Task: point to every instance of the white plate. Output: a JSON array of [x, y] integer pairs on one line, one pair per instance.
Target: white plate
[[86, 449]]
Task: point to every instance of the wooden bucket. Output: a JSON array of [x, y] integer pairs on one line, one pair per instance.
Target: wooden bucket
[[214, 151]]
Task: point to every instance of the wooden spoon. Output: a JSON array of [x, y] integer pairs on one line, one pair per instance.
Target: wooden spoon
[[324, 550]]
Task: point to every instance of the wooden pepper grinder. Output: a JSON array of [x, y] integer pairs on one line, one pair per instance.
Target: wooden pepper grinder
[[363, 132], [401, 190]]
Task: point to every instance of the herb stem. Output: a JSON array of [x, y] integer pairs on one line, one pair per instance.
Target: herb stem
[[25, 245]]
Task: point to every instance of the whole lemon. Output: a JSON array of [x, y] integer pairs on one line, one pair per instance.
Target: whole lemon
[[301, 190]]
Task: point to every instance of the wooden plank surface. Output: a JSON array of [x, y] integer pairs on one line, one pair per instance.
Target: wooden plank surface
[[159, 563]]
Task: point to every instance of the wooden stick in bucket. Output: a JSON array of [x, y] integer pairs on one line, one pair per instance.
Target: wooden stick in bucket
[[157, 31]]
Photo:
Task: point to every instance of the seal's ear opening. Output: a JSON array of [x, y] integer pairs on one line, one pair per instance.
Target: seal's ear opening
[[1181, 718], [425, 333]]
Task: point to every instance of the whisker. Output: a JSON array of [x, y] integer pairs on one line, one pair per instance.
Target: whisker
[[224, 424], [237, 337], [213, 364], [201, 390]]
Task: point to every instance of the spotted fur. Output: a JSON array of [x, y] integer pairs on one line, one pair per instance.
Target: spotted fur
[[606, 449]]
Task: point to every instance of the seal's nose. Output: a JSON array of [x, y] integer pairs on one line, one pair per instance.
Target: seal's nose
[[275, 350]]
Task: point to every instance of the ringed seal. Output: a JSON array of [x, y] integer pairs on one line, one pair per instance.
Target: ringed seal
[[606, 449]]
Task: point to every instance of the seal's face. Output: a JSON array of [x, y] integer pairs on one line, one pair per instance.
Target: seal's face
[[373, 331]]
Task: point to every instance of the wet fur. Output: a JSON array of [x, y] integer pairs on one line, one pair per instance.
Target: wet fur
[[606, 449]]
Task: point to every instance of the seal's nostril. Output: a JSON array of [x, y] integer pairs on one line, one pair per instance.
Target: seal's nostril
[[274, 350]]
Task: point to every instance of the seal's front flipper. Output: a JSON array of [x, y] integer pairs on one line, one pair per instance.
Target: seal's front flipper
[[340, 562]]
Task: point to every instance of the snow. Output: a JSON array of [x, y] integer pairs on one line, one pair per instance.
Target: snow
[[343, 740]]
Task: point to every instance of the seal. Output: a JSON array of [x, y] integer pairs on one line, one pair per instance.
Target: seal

### [WRITTEN PROBLEM]
Repeat every one of the records above, unchanged and character for character.

### [COMPLETE ANSWER]
Task: point to every instance of the white plate. Output: a JSON array of [x, y] integer pairs on one line, one pair per instance.
Target: white plate
[[86, 449]]
Task: point to every instance of the wooden bucket. Output: a JSON array of [x, y] integer pairs on one line, one pair per instance.
Target: wooden bucket
[[214, 151]]
Task: point to every instance of the wooden spoon. Output: a JSON array of [x, y] integer pairs on one line, one pair per instance.
Target: wooden spoon
[[324, 550]]
Task: point to every instance of the wooden pepper grinder. Output: a JSON array of [x, y] integer pairs on one line, one pair per instance.
Target: wooden pepper grinder
[[363, 132], [401, 190]]
Task: point to every instance of the herb stem. Output: a JSON array of [x, y] integer pairs on one line, one pair per instance.
Target: herb stem
[[25, 245]]
Task: point to every instance of the whole lemon. Output: a JSON array of [x, y] integer pairs on one line, one pair per instance.
Target: whole lemon
[[301, 190]]
Task: point to every instance of the wooden plank surface. Output: a JSON array of [x, y] integer pairs on one line, one pair per instance.
Target: wooden plank surface
[[159, 563]]
Task: point to every instance of the wooden stick in bucket. Output: a JSON array of [x, y] integer pairs on one line, one pair per instance.
Target: wooden stick in bucket
[[157, 31]]
Photo:
Task: point to every instance of the seal's ear opening. Output: a JSON array of [x, y] integer pairs on one line, one pair per instance.
Target: seal's ear opening
[[1181, 718], [425, 333]]
Task: point to every instance of the whisker. Output: a JSON array of [x, y] integer pairs on one line, one pair per instance.
Target: whisker
[[224, 424], [237, 337], [213, 364], [201, 390]]
Task: point to every instance of the spotted fur. Output: a JSON array of [x, y] integer pairs on one line, one pair per instance.
Target: spotted fur
[[606, 449]]
Task: point to every instance of the seal's nose. Output: a JSON array of [x, y] integer pairs on one line, one pair per instance.
Target: seal's nose
[[275, 350]]
Task: point to every instance of the ringed seal. Output: a JSON array of [x, y] integer pairs on one line, one pair per instance.
Target: ringed seal
[[606, 449]]
Task: point to every instance of the seal's face. Output: a JSON array of [x, y] integer pairs on one line, one pair per instance.
Target: seal's face
[[373, 331]]
Task: point to every instance of the wet fur. Output: a JSON array of [x, y] integer pairs on one line, one pair per instance.
Target: wet fur
[[606, 449]]
Task: point to every instance of the seal's nostril. Output: a JSON array of [x, y] integer pairs on one line, one pair per instance.
Target: seal's nostril
[[274, 350]]
Task: point to every instance of the seal's front flipper. Output: a JSON array of [x, y] integer pairs on one line, one pair per instance.
Target: seal's front flipper
[[340, 562]]
Task: point to every instance of the snow. Output: a JSON array of [x, y] integer pairs on one line, one pair per instance.
Target: snow
[[343, 740]]
Task: point to every instance of the seal. Output: a JSON array of [x, y] integer pairs on one line, one pair per instance.
Target: seal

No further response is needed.